╭─ SOURCE TEXT

# Firefox on a Crash Course!!!

## mdshort

Guys, you gotta help me.

Firefox DIES whenever I visit certain websites or view certain parts of pages.  I have NO time to see exactly what it was that crashed firefox.  It's driving me absolutely insane, TODAY I FELT AT HOME ON M$ IE!! *faints*

Seriously, it just dies, brings the whole firefox executable down.  There are no browser windows open after it crashes.  I tried clearing out my /.mozilla/ (anything to get it to work).

I'm desperate,

-Mike

----------

## Mit

Try running it from a console and looking at what it says there. I've come across a few horrible IE only type sites that just killed my Firefox, some flash / media was something else (i'm trying to use mplayerplug-in)

----------

## mdshort

Ran it from console:

/usr/bin/firefox: line 88: 11027 Segmentation fault      $mozbin "$@"

----------

## Mit

Any sites in particular doing this?

Over agressive compiling?

Tried the firefox-bin ebuild (or firefox itself if you already use the bin)

----------

## mdshort

I'll try firefox-bin tonite.

----------

## mdshort

Argh!

/usr/bin/firefox: line 88: 11659 Segmentation fault      $mozbin "$@"

----------

## Mit

What site u using to try that on (PM if u don't want to post in public)

Is it a module you've got installed... or an extension or something causing problems?

----------

## servo888

Please post your system specs. If your in a 64bit envoirment firefox will segfault if you use 32bit plugins. I'm taking my bets one of your plugins is shot and that's what causing the segfaults. 

PS: If you emerge firefox-bin, execute it with firefox-bin not just firefox, because running just firefox will simply run the compiled firefox. Also get rid of all your plugins, and install each one - one by one to rule out plugin failure. 

cheers

----------

## mdshort

Alright I'll try that.

EDIT, now that I think of it, I only really have one plugin, flash (netscape-flash) 7.

╰─
╭─ RECORDS

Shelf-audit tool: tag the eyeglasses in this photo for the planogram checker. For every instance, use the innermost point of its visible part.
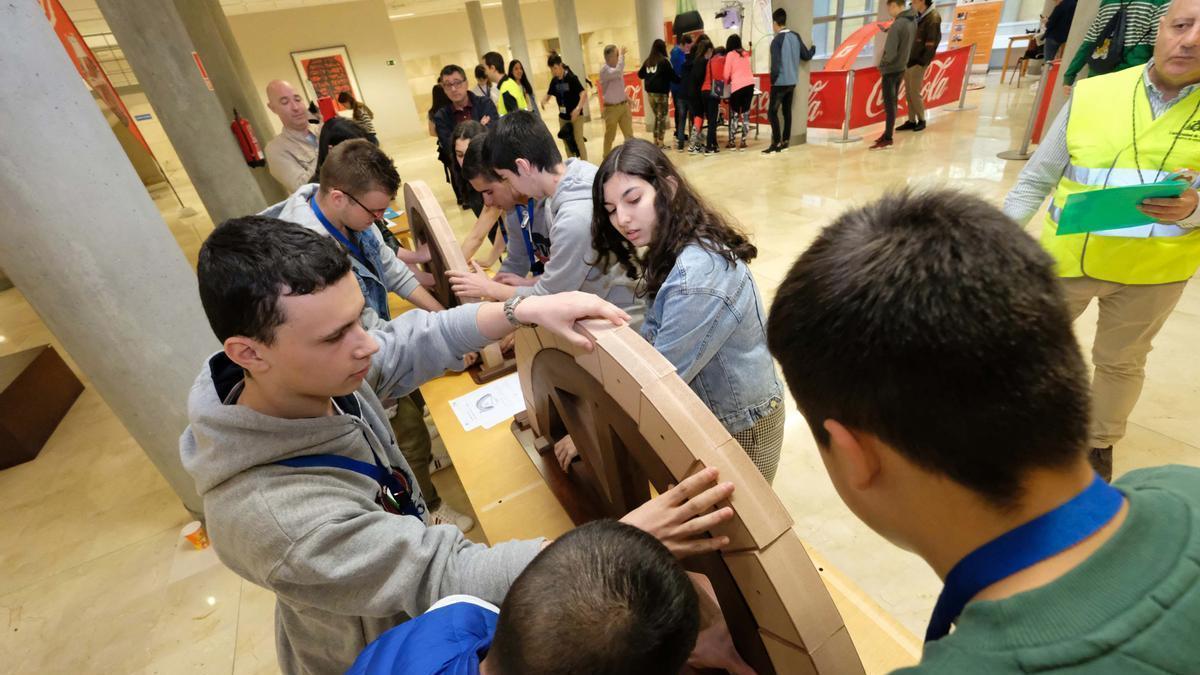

╰─
╭─ RECORDS

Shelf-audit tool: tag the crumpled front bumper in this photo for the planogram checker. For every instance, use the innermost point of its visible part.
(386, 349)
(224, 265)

╰─

§ PARTS OF THE EXERCISE
[1] From the Firefox crash thread, return the passage that begins at the words "PS: If you emerge" and stops after "I'll try that.", copied word for word.
[2] Answer these from the Firefox crash thread:
(a) What kind of fault does the console report when Firefox is run from it?
(b) According to servo888, what makes Firefox segfault in a 64-bit environment?
(c) Which plugin does mdshort say is the only one really installed?

§ SOLUTIONS BELOW
[1]
PS: If you emerge firefox-bin, execute it with firefox-bin not just firefox, because running just firefox will simply run the compiled firefox. Also get rid of all your plugins, and install each one - one by one to rule out plugin failure. 

cheers

----------

## mdshort

Alright I'll try that.

[2]
(a) A segmentation fault.
(b) Using 32-bit plugins.
(c) Flash (netscape-flash) 7.